(Coordinate annotation entries)
'''

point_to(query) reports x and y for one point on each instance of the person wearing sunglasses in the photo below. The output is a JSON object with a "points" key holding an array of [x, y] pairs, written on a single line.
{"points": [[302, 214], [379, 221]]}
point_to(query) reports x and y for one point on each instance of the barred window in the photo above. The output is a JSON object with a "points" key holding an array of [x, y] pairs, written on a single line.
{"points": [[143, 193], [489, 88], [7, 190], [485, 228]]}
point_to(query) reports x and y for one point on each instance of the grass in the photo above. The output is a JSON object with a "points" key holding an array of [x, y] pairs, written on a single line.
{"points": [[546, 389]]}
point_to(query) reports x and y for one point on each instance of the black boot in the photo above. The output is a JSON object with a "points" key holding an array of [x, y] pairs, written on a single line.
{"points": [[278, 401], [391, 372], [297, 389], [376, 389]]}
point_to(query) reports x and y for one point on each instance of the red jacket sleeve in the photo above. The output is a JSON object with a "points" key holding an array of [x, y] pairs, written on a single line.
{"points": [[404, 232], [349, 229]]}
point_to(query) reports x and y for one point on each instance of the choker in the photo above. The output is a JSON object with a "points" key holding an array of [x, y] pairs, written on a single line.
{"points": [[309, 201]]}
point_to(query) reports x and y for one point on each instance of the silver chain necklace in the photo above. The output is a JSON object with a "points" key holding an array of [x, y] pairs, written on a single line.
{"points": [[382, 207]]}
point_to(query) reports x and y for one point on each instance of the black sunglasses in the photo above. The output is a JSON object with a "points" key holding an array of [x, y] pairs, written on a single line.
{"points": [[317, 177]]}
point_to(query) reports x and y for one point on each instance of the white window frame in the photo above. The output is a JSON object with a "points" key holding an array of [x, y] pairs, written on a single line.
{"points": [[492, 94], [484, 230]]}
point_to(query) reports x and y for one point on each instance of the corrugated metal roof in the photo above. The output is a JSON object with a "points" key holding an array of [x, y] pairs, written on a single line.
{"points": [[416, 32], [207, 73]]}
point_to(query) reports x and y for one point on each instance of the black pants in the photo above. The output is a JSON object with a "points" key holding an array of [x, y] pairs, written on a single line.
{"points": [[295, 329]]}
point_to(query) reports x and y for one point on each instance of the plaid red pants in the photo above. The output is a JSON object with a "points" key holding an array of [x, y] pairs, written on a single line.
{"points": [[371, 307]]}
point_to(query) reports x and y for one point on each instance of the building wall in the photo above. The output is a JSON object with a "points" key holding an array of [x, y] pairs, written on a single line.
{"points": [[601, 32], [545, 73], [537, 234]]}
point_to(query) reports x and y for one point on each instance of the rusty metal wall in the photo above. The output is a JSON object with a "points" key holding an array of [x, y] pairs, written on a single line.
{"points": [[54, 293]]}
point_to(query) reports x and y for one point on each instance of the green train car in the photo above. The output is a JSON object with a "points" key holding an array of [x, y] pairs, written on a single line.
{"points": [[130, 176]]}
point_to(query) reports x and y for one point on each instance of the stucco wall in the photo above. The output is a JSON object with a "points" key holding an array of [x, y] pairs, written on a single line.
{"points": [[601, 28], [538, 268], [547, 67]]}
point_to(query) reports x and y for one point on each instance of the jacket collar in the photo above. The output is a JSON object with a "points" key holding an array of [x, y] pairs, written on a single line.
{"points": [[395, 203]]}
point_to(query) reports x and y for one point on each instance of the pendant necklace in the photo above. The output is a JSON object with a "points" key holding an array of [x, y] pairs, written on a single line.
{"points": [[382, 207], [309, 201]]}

'''

JOB:
Output only the lines from the one holding "of the building" through the last line above, exactly as they appear.

THE REPLY:
point_to(query) reports x and y for one point on each instance of the building wall in the photo above. The output is a JSON object with a "points" key holding an array of [x, y] pairs, written on a single line.
{"points": [[601, 32], [545, 73], [537, 234]]}
point_to(query) reports x and y for one point on each instance of the rusty metal wall in the photo above. The output is a JSON object with a "points" key holding an array of [x, y] pairs, written on a single line.
{"points": [[54, 293]]}
point_to(query) reports x and y for one point on each instance of the green train car in the photo above. The output is a JSON object with a "points" key holding an array of [x, y] pairs, written on a single line.
{"points": [[130, 176]]}
point_to(query) reports x and y for one point on each instance of the stucco wall in the photo above. The output is a JSON object with a "points" key holding an array of [x, y] pairs, written on a single line.
{"points": [[601, 28], [538, 268], [547, 67]]}
point_to(query) reports x and y for one point on each instance of the jacket collar in the photo above. The output is a JSON object with a "points" key holding an array of [x, y] pairs, written on a single line.
{"points": [[395, 203]]}
point_to(query) reports x and y for one point on each instance of the pendant necklace in the photo above. The output is a JSON object with a "points" key holding an array of [x, y] pairs, written on a single line.
{"points": [[382, 207], [309, 201]]}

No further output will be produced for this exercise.